**Required work**
Repeat the records. Match each character exactly.
[Available records — start]
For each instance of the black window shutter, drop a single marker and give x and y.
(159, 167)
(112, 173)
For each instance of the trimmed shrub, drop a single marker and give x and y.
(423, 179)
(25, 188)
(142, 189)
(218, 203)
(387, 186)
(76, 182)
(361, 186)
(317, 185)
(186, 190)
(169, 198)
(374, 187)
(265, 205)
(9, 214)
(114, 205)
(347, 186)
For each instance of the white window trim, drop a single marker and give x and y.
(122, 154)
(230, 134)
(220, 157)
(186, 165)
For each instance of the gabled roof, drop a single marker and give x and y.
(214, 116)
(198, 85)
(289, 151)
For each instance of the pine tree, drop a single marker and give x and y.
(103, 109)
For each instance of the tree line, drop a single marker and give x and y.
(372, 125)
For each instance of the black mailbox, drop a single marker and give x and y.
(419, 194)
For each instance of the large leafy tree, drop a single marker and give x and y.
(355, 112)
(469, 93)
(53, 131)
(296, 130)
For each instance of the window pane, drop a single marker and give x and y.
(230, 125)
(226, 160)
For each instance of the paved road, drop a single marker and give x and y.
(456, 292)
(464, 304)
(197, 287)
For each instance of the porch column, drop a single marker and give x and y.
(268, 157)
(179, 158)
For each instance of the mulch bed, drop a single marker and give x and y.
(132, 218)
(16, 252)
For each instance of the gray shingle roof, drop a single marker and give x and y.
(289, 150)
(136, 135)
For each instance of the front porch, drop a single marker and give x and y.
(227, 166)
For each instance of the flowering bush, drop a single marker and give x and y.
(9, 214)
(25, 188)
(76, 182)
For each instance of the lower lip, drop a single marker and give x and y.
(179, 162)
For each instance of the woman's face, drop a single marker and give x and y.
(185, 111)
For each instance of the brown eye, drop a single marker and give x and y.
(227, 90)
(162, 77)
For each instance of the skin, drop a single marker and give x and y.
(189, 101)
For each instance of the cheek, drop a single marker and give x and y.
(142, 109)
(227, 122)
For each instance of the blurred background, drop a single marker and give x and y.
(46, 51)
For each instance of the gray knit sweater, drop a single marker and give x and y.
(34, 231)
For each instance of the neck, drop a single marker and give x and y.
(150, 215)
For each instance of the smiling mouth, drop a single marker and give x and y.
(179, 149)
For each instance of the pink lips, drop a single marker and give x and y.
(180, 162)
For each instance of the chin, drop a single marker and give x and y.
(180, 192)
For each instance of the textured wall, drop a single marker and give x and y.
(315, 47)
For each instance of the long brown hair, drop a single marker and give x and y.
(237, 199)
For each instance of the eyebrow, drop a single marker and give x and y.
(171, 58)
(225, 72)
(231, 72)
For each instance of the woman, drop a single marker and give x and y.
[Available records — finish]
**Solution below**
For each instance of the black window shutter, drop a single marker and give x and y.
(159, 167)
(112, 173)
For each instance of the trimmed shrub, drop a single marker and give x and y.
(423, 179)
(25, 188)
(142, 189)
(218, 203)
(387, 186)
(76, 182)
(361, 186)
(317, 185)
(186, 190)
(169, 198)
(374, 187)
(265, 205)
(9, 214)
(114, 205)
(347, 186)
For each instance of the white window trim, drop a single marker and give x and y.
(122, 154)
(230, 134)
(220, 157)
(186, 165)
For each instance of the gabled roof, drop a single marker and give x and y.
(214, 116)
(198, 85)
(289, 151)
For each instance of the pine tree, drop a single marker and give x and y.
(103, 109)
For each instance of the tree line, drop a single marker and give x and y.
(372, 125)
For each instance of the black mailbox, drop a single marker and give x and y.
(419, 194)
For each instance of the large leafy tree, drop a single marker and give x and y.
(355, 112)
(469, 93)
(53, 131)
(296, 130)
For each instance of the window pane, drop a single marker and give x and y.
(230, 125)
(226, 160)
For each instance of the paved road, drop a single marker and give x and y.
(456, 292)
(464, 304)
(197, 287)
For each instance of the porch column, drop a single marker and give x and y.
(268, 157)
(179, 158)
For each instance of the mulch bed, drop a single marker and give x and y.
(132, 218)
(16, 252)
For each instance of the gray shingle roof, drop a single marker and give x and y.
(289, 150)
(136, 135)
For each instance of the front porch, drop a single marker and give x and y.
(227, 166)
For each instance of the flowering bush, drop a single marker and give x and y.
(9, 214)
(25, 188)
(76, 182)
For each instance of the lower lip, drop a single marker and give x and y.
(179, 162)
For each instance of the woman's face, drop a single marker and give x and y.
(185, 111)
For each instance of the brown eye, drop a single marker and give x and y.
(227, 90)
(162, 77)
For each instance of the skin, drop a single marker and give x and y.
(189, 101)
For each instance of the cheek, drop a single marker and give x and y.
(142, 109)
(227, 122)
For each instance of the blurred background, drop a single marker and give x and y.
(46, 51)
For each instance of the gray knit sweater, drop a single marker and give x and y.
(34, 231)
For each instance of the neck, drop a single marker and give x and y.
(150, 215)
For each instance of the smiling mouth, drop a single marker and give x and y.
(179, 149)
For each instance of the pink lips, drop a single marker and give x and y.
(180, 162)
For each instance of the chin, drop a single marker and give x and y.
(180, 192)
For each instance of the textured wall, drop a single marker and give x and y.
(315, 47)
For each instance of the long brown hair, drop a single marker and give x and y.
(237, 199)
For each instance of the eyebrow, drop a single marker and give x and y.
(171, 58)
(225, 72)
(231, 72)
For each instance of the woman, drop a single marker and give x and y.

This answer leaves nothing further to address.